▸ What you have to do
The lines that make up this material should each be returned exactly.

--- Dataset excerpts Enclosed Below ---

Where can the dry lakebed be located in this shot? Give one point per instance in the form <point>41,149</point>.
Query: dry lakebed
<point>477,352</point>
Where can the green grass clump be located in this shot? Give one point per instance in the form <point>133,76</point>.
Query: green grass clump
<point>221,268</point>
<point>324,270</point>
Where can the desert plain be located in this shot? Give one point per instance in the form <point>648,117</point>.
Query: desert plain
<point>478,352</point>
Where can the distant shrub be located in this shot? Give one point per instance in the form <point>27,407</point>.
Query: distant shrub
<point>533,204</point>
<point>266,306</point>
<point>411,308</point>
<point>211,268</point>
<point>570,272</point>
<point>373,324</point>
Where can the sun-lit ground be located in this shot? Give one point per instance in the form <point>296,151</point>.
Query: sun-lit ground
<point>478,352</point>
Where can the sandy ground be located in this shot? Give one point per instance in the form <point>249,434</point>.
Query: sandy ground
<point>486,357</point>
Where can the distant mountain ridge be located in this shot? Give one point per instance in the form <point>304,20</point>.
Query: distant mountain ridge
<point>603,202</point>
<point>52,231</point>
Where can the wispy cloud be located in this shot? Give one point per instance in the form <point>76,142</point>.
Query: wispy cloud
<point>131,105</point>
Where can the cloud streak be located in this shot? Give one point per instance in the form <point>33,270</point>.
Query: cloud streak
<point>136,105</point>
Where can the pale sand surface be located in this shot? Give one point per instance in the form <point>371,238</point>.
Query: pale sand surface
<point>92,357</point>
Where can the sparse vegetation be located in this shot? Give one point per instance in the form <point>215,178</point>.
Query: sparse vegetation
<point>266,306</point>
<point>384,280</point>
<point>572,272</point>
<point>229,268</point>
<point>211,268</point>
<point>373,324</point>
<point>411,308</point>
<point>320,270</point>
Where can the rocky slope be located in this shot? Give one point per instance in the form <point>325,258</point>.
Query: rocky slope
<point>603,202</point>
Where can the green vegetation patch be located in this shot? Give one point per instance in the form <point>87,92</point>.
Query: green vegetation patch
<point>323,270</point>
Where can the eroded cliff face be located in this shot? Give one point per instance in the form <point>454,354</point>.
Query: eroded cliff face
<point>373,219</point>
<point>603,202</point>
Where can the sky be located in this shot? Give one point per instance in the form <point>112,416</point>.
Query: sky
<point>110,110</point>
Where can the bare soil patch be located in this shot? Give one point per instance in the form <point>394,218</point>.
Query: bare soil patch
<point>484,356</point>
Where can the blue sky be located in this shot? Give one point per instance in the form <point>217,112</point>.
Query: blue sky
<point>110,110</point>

--- End of Enclosed Dataset excerpts ---

▸ Exercise answer
Where can the dry lakebed be located in this shot? Give one point per instance in the form <point>41,149</point>.
Query: dry lakebed
<point>477,352</point>
Where can the green grass clump be located in this shot? Give one point per instance in the form <point>133,76</point>.
Query: green grass clump
<point>221,268</point>
<point>324,270</point>
Where can the desert plain be located in this shot? Give one point per instance in the form <point>648,117</point>.
Query: desert plain
<point>478,352</point>
Where can the distant shrub be located in this shot? Give one point per instance in the form <point>27,407</point>.
Query: distant shrub
<point>533,204</point>
<point>266,306</point>
<point>411,308</point>
<point>211,268</point>
<point>570,272</point>
<point>373,324</point>
Where can the sun-lit ground be located in this shot? Give one point per instance in the form <point>296,151</point>.
Query: sun-lit ground
<point>478,352</point>
Where can the sandy ground be located in this shot? Give one point per instance in the form <point>249,434</point>.
Query: sandy ground
<point>486,357</point>
Where can the distant mountain ridge be located in this shot? Give one point per instance in the form <point>304,20</point>.
Query: distant mountain ridge
<point>603,202</point>
<point>52,231</point>
Where can the wispy cloud be located in this shot? Give one point per instance in the form <point>76,142</point>.
Query: wispy cloud
<point>131,105</point>
Where can the cloud streak be located in this shot? Give one point per instance in the form <point>33,270</point>.
Query: cloud streak
<point>136,105</point>
Where can the pale sand surface be located in this shot? Give one point per instance in the form <point>371,238</point>.
Query: pale sand surface
<point>92,357</point>
Where can the sparse vegetation be located in this shot? Give one point per instance in the form <point>215,178</point>.
Query: sparse vegetation
<point>266,306</point>
<point>384,280</point>
<point>572,272</point>
<point>229,268</point>
<point>211,268</point>
<point>373,324</point>
<point>411,308</point>
<point>320,270</point>
Where can the rocky slope be located in this shot? Give one point per instance in the form <point>325,258</point>.
Query: rocky slope
<point>603,202</point>
Where can the green vegetation patch be located in this shot? Give one point per instance in the form <point>87,92</point>.
Query: green vegetation patch
<point>323,270</point>
Where can the eroded cliff face be located in this shot? Give one point per instance in the form <point>454,354</point>.
Query: eroded cliff face
<point>373,219</point>
<point>603,202</point>
Where can the sky be located in this shot? Give one point per instance in the form <point>112,416</point>.
Query: sky
<point>110,110</point>
Where can the bare soil patch be located in this shot? Give one point per instance in the form <point>394,218</point>.
Query: bare soil patch
<point>484,356</point>
Where can the blue sky be located in this shot? Give one point per instance in the form <point>217,112</point>.
Query: blue sky
<point>110,110</point>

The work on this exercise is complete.